-- BEGIN Supplied passage --

I thought so until I read Thinking On The Web, by H. Peter Alesso and Craig F. Smith. Combining a history of web development to the present, and an insightful glimpse into what developers are currently working on to make the web better, Thinking on the Web brings together the technological contributions of Kurt Gödel, Alan Turing and Tim Berners-Lee.

These three men, born in 1906, 1912, and 1955, respectively, shaped the primary technology we use today. Few would argue the heart of the technological revolution is the internet. The development of what we today take for granted, we owe largely to Tim Berners-Lee, and the works of Godel and Turing, 40 years earlier.

Authors Alesso and Smith cite the ground-breaking changes brought about by the Agricultural Revolution and Industrial Revolution. "Each produced over a 100-fold factor of improvement in the access to basic human resources and subsequently freed individuals to pursue higher-level cultural and social goals."

Kurt Godel used logic to prove there are mathematical problems that can not be solved and, in fact, propositions that are presumably true but which cannot be either proved or disproved and are therefore undecidable. This finding, say Alesso and Smith, "is of particular importance in the fields of artificial intelligence and computer science in terms of defining the boundaries for automated system problem solving." Thinking on the Web explores the consequences of this discovery as it relates to the worldwide web.

-- END Supplied passage --
-- BEGIN Data lines --

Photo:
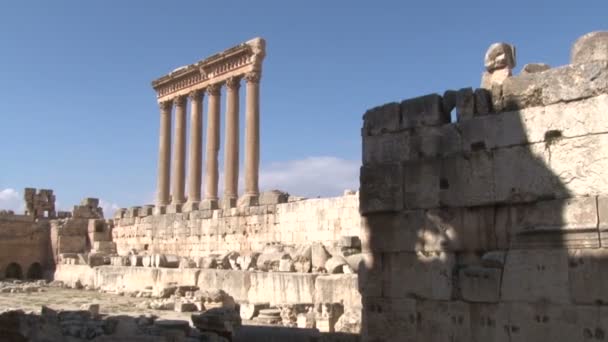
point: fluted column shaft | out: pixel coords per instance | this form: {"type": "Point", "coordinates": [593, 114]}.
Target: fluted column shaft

-- END Data lines --

* _What this exercise asks_
(1) In the review of the book, restate the paragraph beginning "Kurt Godel used logic" more concisely, keeping its main facts.
(2) From the review of the book, reproduce verbatim the part that opens with the words containing "I thought so" and closes with "and Tim Berners-Lee.".

* _Results for each task_
(1) Kurt Godel used logic to prove that some mathematical problems cannot be solved and that some propositions, presumably true, can be neither proved nor disproved, making them undecidable. Alesso and Smith say this finding matters particularly in artificial intelligence and computer science because it defines the boundaries of automated problem solving. Thinking on the Web explores what the discovery means for the worldwide web.

(2)
I thought so until I read Thinking On The Web, by H. Peter Alesso and Craig F. Smith. Combining a history of web development to the present, and an insightful glimpse into what developers are currently working on to make the web better, Thinking on the Web brings together the technological contributions of Kurt Gödel, Alan Turing and Tim Berners-Lee.